• Provided text
The oil market's rally toward 2018 highs broke down on Wednesday as U.S. crude stockpiles jumped, geopolitical tensions faded into the background and a firmer dollar put pressure on the commodity.
Futures extended early losses after the U.S. Energy Information Administration reported the nation's stockpile of crude oil jumped by 1.6 million barrels in the week through March 23. Stocks also jumped by 1.8 million barrels at the closely watched delivery hub for U.S. crude located in Cushing, Oklahoma.
Inventories at Cushing "might be rebuilding rather rapidly, so that would be a big negative," said John Kilduff, founding partner at energy hedge fund Again Capital.
U.S. West Texas Intermediate crude futures sank more than 2 percent at the bottom of the session, drifting further from Monday's peak, which nearly established a new three-year high. The contract ended Wednesday's session down 87 cents, or 1.3 percent, at $64.38.
International benchmark Brent crude also extended losses, with the most heavily traded contract for June delivery also dropping by about 2 percent, before recovering slightly to trade down 71 cents, or 1 percent, at $68.75. The May contract, which expires on Thursday, was down 62 cents, or 0.9 percent, at $69.52.

• Data extract
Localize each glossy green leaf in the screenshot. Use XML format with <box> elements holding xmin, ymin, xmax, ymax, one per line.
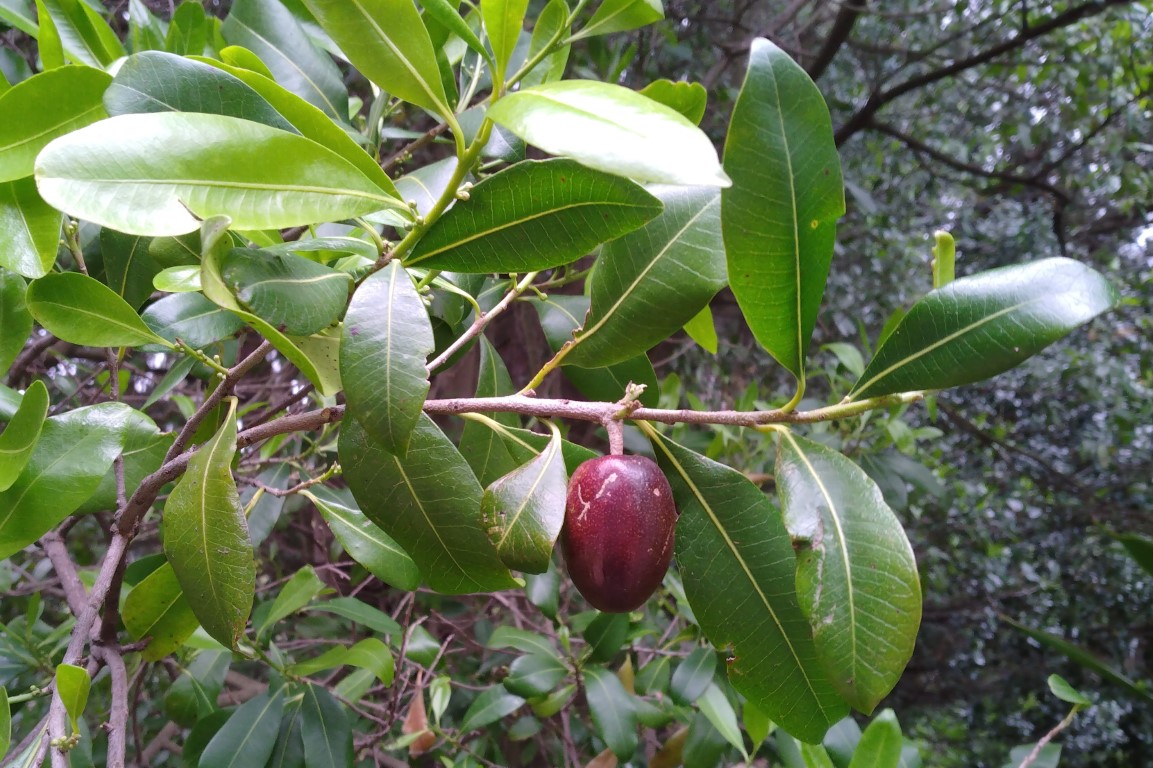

• Study questions
**1)** List every dollar price given in the oil market report, along with the contract each one belongs to.
**2)** Go on with the oil market report, picking up after its last sentence.

• Results in order
**1)**
- $64.38: U.S. West Texas Intermediate crude futures
- $68.75: Brent crude, the most heavily traded contract for June delivery
- $69.52: Brent crude, the May contract

**2)**
The weekly EIA report was not all bad, according to Kilduff, who noted higher-than-usual activity at the nation's refineries and strong gasoline consumption, both of which boost demand for feedstock crude oil.
But the geopolitical tension and threats of supply disruptions in the Middle East that boosted oil prices somewhat receded as the week wore on.
Those tensions included the launch of rockets from Yemen into neighboring Saudi Arabia, the world's largest oil exporter, and saber-rattling from Saudi Crown Prince Mohammed bin Salman in the kingdom's long-simmering feud with regional rival Iran ahead of his U.S. visit.
"I think some of it is just the easing of geopolitical worries. That rocket fire from Yemen on Sunday night sent a shudder through the market," Kilduff said.
"With MBS here running around trying to cut deals, it looks like they're not going to be focused on it right now," he added, using a nickname for the Saudi crown prince.
There was more bearish news lurking in EIA's report.
Weekly U.S. production figures from EIA showed American production continuing to tick higher to 10.43 million barrels a day, further cementing the United States' new role as the world's second-largest producer, behind Russia and ahead of Saudi Arabia.
Meanwhile, the nation's oil exports remain robust, creating a challenge to OPEC and Russia's output cuts aimed at shrinking global crude stockpiles. Weekly U.S. crude shipments remained roughly steady at just under 1.6 million barrels a day.
"The more oil we push out on the international market, the more that offsets the production cuts," said Gene McGillian, manager market research at Tradition Energy.
The 14-member oil cartel OPEC is partnering with Russia and other producers to keep 1.8 million barrels a day off the market through the end of the year. Earlier this week, Prince Mohammed told Reuters the agreement to coordinate production could last for 10 to 20 years.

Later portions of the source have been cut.